| Exercise instructions |
Copy exactly, and copy only, the lines from the one bearing "Target: black and white checkered towel" through the final line of the records.

Saved entries
■ ■ ■ ■
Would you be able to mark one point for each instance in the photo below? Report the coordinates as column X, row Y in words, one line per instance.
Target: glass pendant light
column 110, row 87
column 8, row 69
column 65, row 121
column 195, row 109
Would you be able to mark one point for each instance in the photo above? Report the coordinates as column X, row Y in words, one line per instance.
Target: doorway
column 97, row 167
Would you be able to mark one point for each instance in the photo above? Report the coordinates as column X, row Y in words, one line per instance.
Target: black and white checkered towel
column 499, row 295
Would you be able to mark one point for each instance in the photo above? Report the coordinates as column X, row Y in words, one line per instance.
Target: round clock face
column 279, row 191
■ ■ ■ ■
| Result below |
Target: black and white checkered towel
column 499, row 295
Would you be able to mark one point for each instance in the photo above? Report the coordinates as column X, row Y in words, one line per instance.
Target: round clock face
column 279, row 191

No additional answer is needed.